Goal of the exercise:
Where a line contains the word "return", copy that line from the records below.

The records:
::::::::::
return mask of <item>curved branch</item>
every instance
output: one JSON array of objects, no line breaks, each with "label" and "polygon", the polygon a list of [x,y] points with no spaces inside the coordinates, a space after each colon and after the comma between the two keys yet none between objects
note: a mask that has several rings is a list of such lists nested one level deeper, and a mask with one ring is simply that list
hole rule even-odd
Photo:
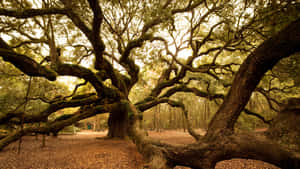
[{"label": "curved branch", "polygon": [[139,67],[129,58],[130,52],[137,47],[141,47],[147,40],[153,39],[151,34],[143,34],[140,38],[128,42],[120,58],[120,64],[128,71],[131,76],[131,83],[134,84],[138,80]]},{"label": "curved branch", "polygon": [[[194,8],[196,8],[197,6],[199,6],[200,4],[202,4],[203,2],[204,1],[199,1],[192,5],[189,4],[187,7],[182,8],[182,9],[173,9],[171,11],[171,14],[175,15],[176,13],[191,11]],[[169,3],[170,3],[169,1],[166,2],[166,4],[164,6],[168,6]],[[124,66],[125,69],[128,71],[128,73],[131,75],[131,78],[132,78],[131,81],[133,84],[138,80],[139,67],[134,63],[133,60],[129,59],[129,54],[132,49],[142,46],[144,41],[157,40],[157,39],[153,38],[151,34],[147,34],[147,32],[148,32],[148,30],[150,30],[154,26],[164,22],[165,20],[166,20],[166,18],[159,16],[159,17],[155,17],[151,21],[145,23],[145,25],[142,28],[141,36],[136,40],[130,41],[127,44],[127,47],[125,48],[124,52],[122,53],[122,57],[120,59],[120,64],[122,66]]]},{"label": "curved branch", "polygon": [[167,97],[163,97],[163,98],[155,99],[155,100],[148,101],[148,102],[145,102],[145,103],[136,104],[136,107],[141,112],[144,112],[145,110],[147,110],[151,107],[154,107],[158,104],[161,104],[161,103],[167,103],[172,107],[179,107],[180,109],[182,109],[183,114],[184,114],[184,118],[185,118],[185,121],[186,121],[186,124],[187,124],[188,132],[190,133],[191,136],[193,136],[195,138],[195,140],[200,140],[201,136],[199,134],[197,134],[194,131],[194,129],[192,128],[191,122],[188,118],[188,111],[186,110],[186,108],[185,108],[185,106],[182,102],[171,100]]},{"label": "curved branch", "polygon": [[195,94],[196,96],[199,96],[199,97],[206,97],[210,100],[213,100],[213,99],[224,99],[224,95],[223,94],[210,94],[210,93],[207,93],[207,92],[203,92],[195,87],[187,87],[186,85],[180,85],[180,86],[177,86],[177,87],[173,87],[171,89],[169,89],[165,94],[163,94],[161,97],[170,97],[172,96],[173,94],[177,93],[177,92],[189,92],[189,93],[193,93]]},{"label": "curved branch", "polygon": [[75,86],[75,88],[74,88],[72,94],[70,94],[69,96],[64,97],[64,99],[67,99],[67,98],[69,98],[69,97],[73,97],[74,94],[77,92],[78,88],[81,87],[81,86],[84,86],[84,85],[86,85],[86,84],[87,84],[87,81],[84,81],[83,83],[77,84],[77,85]]},{"label": "curved branch", "polygon": [[118,76],[115,74],[113,66],[103,57],[105,44],[100,37],[101,24],[103,21],[103,13],[99,6],[98,0],[88,0],[89,5],[93,11],[93,23],[92,23],[92,32],[91,36],[89,36],[89,40],[93,45],[95,52],[95,68],[98,70],[105,70],[107,74],[110,76],[112,83],[118,88],[124,88],[121,86],[118,80]]},{"label": "curved branch", "polygon": [[106,87],[103,85],[102,79],[90,69],[75,64],[59,64],[57,65],[57,73],[63,76],[69,75],[83,78],[90,82],[100,95],[104,94],[103,92]]},{"label": "curved branch", "polygon": [[256,88],[256,91],[257,91],[258,93],[262,94],[262,95],[265,97],[265,99],[266,99],[267,102],[268,102],[268,105],[269,105],[270,109],[272,109],[272,110],[275,111],[275,112],[279,112],[278,108],[276,108],[272,103],[274,102],[277,106],[282,105],[281,103],[279,103],[279,102],[277,102],[275,99],[271,98],[271,97],[268,95],[267,91],[265,91],[263,88]]},{"label": "curved branch", "polygon": [[[71,100],[60,100],[54,103],[51,103],[45,110],[32,114],[25,115],[24,122],[25,123],[34,123],[40,121],[47,121],[48,116],[57,110],[67,108],[67,107],[79,107],[84,105],[90,105],[99,101],[100,99],[95,95],[80,95],[72,98]],[[20,118],[22,116],[22,112],[20,111],[12,111],[0,117],[0,124],[8,123],[11,119],[17,117]]]},{"label": "curved branch", "polygon": [[186,124],[187,124],[187,129],[188,129],[188,132],[189,134],[197,141],[199,141],[201,139],[201,135],[200,134],[197,134],[195,132],[195,130],[192,128],[192,124],[189,120],[189,116],[188,116],[188,111],[187,109],[185,108],[184,104],[179,102],[179,101],[174,101],[174,100],[168,100],[167,102],[170,106],[172,107],[180,107],[181,110],[183,111],[183,114],[184,114],[184,119],[186,121]]},{"label": "curved branch", "polygon": [[4,61],[10,62],[29,76],[45,77],[51,81],[56,80],[57,73],[55,71],[41,66],[30,57],[18,54],[7,47],[8,45],[0,38],[0,56],[2,56]]},{"label": "curved branch", "polygon": [[247,115],[251,115],[251,116],[255,116],[257,118],[259,118],[260,120],[262,120],[264,123],[266,124],[271,124],[272,120],[266,120],[262,115],[260,114],[257,114],[257,113],[254,113],[252,111],[250,111],[249,109],[244,109],[244,112],[247,114]]},{"label": "curved branch", "polygon": [[300,19],[264,41],[241,65],[223,104],[213,117],[207,136],[233,131],[241,111],[264,74],[280,59],[300,51]]}]

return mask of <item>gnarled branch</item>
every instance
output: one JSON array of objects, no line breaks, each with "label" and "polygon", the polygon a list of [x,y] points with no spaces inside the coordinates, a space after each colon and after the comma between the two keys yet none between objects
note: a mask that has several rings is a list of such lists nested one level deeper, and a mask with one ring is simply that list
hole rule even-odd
::::::::::
Written response:
return mask of <item>curved branch</item>
return mask of <item>gnarled branch</item>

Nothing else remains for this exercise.